Excerpted text:

Key Takeaways
You're not sexually broken — the world taught you the wrong story
“We're all made of the same parts, but in each of us, those parts are organized in a unique way that may change over our life span.”
Western culture has lied about female sexuality for centuries — treating it as "Men's Sexuality Lite." Women were told they should orgasm during intercourse, that wetness equals arousal, and that desire should appear spontaneously. When their experience didn't match, they concluded something was wrong with them.
The science tells a radically different story. About 75% of women don't reliably orgasm from intercourse. Genital response often doesn't match subjective arousal. Many women only want sex after pleasurable things are already happening. None of this is dysfunction — it's normal female sexuality operating exactly as designed. More than half of Nagoski's 187 students wrote some version of "I am normal" as their single most important class takeaway.

Stored entries:
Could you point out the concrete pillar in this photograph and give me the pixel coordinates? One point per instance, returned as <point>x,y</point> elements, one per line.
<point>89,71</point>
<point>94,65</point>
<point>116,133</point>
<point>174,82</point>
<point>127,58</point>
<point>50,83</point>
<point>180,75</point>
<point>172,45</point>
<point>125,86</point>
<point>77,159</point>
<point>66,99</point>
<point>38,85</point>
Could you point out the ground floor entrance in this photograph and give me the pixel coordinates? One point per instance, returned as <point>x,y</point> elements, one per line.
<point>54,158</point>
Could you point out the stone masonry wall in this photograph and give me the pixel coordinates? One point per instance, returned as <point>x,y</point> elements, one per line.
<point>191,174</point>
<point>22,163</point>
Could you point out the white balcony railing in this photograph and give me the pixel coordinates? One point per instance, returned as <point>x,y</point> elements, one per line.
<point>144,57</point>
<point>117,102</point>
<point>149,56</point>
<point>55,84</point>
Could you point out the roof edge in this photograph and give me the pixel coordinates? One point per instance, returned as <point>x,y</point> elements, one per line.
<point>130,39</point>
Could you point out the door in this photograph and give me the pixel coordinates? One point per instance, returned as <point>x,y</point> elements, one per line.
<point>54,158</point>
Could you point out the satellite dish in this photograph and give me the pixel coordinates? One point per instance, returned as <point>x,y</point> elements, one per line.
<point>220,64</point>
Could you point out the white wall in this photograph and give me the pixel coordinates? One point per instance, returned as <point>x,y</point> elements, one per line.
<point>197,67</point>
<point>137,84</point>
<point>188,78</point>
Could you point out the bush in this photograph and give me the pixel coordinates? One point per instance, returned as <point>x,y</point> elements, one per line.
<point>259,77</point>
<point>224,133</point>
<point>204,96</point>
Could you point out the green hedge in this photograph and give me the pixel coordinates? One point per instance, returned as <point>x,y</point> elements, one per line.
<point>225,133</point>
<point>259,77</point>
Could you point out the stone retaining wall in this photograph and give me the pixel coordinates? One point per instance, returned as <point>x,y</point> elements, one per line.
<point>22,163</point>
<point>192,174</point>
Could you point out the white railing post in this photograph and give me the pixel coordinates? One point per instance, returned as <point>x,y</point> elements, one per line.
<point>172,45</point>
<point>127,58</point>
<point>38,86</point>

Activity:
Copy out the full key takeaways text on female sexuality, word for word.

Response to the task:
Key Takeaways
You're not sexually broken — the world taught you the wrong story
“We're all made of the same parts, but in each of us, those parts are organized in a unique way that may change over our life span.”
Western culture has lied about female sexuality for centuries — treating it as "Men's Sexuality Lite." Women were told they should orgasm during intercourse, that wetness equals arousal, and that desire should appear spontaneously. When their experience didn't match, they concluded something was wrong with them.
The science tells a radically different story. About 75% of women don't reliably orgasm from intercourse. Genital response often doesn't match subjective arousal. Many women only want sex after pleasurable things are already happening. None of this is dysfunction — it's normal female sexuality operating exactly as designed. More than half of Nagoski's 187 students wrote some version of "I am normal" as their single most important class takeaway.